Source data:
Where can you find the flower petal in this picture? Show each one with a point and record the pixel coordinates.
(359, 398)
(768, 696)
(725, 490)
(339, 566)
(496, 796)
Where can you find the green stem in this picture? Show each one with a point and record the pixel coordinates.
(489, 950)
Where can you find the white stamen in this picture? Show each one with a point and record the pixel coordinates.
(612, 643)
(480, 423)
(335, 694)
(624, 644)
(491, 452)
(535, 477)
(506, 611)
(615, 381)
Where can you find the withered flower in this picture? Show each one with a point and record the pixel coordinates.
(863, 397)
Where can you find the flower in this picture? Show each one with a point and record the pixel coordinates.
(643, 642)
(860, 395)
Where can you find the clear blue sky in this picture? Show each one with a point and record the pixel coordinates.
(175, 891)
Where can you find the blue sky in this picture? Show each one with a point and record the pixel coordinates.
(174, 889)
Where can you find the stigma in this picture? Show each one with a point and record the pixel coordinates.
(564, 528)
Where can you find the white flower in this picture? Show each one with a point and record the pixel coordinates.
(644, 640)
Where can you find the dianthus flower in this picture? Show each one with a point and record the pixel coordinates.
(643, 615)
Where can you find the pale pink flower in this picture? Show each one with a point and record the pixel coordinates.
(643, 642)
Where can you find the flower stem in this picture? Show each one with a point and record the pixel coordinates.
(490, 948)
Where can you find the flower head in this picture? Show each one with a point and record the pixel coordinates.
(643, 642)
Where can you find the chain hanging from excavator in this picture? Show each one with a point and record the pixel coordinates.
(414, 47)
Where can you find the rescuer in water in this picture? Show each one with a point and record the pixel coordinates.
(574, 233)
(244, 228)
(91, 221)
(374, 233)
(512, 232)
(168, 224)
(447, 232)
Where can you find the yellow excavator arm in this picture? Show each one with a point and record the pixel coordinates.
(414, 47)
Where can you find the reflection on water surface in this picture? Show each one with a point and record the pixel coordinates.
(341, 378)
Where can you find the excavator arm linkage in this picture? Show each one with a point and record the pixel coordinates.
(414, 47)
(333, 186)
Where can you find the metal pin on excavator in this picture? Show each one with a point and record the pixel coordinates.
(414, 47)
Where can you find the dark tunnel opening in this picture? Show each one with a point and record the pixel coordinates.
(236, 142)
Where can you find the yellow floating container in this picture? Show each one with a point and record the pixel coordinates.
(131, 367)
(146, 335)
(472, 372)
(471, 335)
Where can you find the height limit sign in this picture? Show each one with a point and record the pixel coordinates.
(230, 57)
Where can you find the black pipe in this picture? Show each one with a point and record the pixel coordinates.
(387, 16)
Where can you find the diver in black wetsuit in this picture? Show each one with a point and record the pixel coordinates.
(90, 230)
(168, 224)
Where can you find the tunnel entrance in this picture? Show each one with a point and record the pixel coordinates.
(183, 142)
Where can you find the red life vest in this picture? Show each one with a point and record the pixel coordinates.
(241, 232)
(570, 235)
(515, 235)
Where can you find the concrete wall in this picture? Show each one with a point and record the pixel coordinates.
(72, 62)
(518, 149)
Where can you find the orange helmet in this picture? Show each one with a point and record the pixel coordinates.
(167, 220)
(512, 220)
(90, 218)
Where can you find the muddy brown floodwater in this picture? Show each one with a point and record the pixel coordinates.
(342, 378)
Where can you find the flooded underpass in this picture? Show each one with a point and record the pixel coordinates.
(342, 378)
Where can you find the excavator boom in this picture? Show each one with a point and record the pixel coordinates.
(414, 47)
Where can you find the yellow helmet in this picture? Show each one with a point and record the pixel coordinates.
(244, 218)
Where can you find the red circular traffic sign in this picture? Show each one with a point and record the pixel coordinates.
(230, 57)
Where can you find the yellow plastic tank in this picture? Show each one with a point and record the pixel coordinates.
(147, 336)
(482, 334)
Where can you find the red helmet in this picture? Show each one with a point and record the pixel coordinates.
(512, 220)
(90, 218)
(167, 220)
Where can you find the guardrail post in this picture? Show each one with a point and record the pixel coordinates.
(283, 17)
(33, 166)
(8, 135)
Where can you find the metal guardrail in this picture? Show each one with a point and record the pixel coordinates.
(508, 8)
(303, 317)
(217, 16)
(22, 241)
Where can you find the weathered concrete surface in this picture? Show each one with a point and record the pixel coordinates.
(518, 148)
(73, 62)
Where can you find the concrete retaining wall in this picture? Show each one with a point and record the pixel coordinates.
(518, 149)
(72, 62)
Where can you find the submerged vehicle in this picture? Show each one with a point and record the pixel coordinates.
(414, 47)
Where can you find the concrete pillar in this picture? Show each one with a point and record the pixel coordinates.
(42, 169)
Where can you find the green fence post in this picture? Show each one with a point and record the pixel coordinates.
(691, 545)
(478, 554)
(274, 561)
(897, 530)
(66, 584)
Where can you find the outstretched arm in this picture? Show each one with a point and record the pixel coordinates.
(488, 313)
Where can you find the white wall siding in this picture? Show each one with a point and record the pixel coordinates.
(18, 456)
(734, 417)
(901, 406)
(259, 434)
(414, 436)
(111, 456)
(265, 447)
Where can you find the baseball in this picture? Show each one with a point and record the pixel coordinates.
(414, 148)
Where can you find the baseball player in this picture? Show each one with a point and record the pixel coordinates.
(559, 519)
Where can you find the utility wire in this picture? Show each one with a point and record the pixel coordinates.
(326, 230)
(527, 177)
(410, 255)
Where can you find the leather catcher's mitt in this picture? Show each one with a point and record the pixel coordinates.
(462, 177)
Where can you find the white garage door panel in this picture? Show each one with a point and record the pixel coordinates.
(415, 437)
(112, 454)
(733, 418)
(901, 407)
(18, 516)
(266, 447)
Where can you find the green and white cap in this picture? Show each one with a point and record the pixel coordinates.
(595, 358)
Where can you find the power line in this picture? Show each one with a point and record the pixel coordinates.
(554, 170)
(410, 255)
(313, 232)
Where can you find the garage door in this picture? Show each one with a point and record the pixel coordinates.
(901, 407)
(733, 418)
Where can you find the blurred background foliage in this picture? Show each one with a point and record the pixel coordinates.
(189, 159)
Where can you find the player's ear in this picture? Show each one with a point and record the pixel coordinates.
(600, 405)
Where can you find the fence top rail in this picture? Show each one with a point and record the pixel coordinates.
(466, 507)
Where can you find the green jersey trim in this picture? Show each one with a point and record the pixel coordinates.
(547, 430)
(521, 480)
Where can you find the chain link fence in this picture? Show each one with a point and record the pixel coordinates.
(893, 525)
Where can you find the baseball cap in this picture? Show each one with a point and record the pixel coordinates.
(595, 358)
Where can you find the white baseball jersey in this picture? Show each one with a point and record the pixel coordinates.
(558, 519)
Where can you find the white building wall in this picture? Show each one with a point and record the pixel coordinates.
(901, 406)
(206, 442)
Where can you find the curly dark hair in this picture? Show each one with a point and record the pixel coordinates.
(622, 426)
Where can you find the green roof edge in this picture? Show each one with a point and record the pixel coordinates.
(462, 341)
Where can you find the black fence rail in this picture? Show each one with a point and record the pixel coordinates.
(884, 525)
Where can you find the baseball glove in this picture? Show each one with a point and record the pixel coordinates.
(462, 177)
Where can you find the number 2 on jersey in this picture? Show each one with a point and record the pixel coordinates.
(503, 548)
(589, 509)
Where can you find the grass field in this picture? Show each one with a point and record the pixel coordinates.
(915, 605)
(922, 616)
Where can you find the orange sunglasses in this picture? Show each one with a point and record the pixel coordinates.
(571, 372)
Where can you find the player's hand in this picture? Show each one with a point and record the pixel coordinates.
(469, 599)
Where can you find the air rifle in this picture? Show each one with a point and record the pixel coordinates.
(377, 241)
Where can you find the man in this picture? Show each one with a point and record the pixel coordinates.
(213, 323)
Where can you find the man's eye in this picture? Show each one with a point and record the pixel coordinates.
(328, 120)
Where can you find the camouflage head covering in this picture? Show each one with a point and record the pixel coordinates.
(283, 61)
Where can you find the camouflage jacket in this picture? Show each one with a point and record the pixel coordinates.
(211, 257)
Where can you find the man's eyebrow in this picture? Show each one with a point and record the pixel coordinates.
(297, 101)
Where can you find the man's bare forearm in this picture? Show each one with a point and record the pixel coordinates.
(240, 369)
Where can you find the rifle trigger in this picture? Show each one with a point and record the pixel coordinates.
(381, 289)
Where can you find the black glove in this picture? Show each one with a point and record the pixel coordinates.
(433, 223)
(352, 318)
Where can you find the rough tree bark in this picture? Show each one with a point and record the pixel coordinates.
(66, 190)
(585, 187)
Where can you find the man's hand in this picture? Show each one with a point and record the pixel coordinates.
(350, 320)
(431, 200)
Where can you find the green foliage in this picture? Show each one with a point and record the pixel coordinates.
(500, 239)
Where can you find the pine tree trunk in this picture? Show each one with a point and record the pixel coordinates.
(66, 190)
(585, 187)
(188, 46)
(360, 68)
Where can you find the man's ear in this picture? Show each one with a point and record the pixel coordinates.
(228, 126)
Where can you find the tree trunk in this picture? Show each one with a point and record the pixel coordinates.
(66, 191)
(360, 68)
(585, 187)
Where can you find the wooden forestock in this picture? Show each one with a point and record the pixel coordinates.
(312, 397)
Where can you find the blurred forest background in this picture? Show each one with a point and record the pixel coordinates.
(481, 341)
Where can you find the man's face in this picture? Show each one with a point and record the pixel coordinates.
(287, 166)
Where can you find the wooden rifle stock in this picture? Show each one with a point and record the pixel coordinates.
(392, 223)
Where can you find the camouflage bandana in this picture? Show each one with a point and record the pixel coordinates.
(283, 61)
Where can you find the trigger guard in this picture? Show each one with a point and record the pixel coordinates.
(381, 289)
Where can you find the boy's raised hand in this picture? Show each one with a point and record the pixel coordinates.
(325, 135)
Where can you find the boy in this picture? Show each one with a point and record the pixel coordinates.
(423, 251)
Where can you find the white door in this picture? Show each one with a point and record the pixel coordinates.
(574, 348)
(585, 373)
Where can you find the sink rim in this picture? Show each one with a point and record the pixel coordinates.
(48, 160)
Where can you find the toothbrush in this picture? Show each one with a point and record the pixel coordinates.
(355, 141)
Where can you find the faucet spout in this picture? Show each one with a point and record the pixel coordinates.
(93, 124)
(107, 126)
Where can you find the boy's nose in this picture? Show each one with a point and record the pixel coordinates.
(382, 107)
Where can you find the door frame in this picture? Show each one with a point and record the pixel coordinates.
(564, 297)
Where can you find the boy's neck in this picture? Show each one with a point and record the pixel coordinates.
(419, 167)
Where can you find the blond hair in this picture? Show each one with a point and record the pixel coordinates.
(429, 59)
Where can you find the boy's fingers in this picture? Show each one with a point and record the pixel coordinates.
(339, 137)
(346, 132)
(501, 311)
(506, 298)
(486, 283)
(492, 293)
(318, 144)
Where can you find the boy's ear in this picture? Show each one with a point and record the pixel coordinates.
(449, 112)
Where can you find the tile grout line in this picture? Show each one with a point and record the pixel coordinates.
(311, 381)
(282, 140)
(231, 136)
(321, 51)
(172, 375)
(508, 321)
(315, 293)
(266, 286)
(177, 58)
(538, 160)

» **ASSIGNED TASK**
Which lines run from the one containing "Where can you find the boy's neck" to the end of the data? Output them exactly, with nothing added.

» **EXERCISE RESULT**
Where can you find the boy's neck in this picture? Show each one with a point and record the pixel coordinates.
(419, 167)
Where can you find the blond hair in this picture? Show each one with a point and record the pixel coordinates.
(429, 59)
Where can you find the boy's fingers in this picture? Show each one with a point and record the pixel coordinates.
(339, 137)
(346, 132)
(501, 311)
(506, 298)
(486, 283)
(492, 293)
(318, 144)
Where can you find the boy's ear in this picture? Show each one with a point and record the pixel coordinates.
(449, 112)
Where can you find the tile grout line in this picture? Show each one with a point and record the pixel coordinates.
(311, 381)
(282, 140)
(231, 136)
(321, 51)
(172, 375)
(508, 321)
(315, 293)
(266, 286)
(177, 58)
(538, 160)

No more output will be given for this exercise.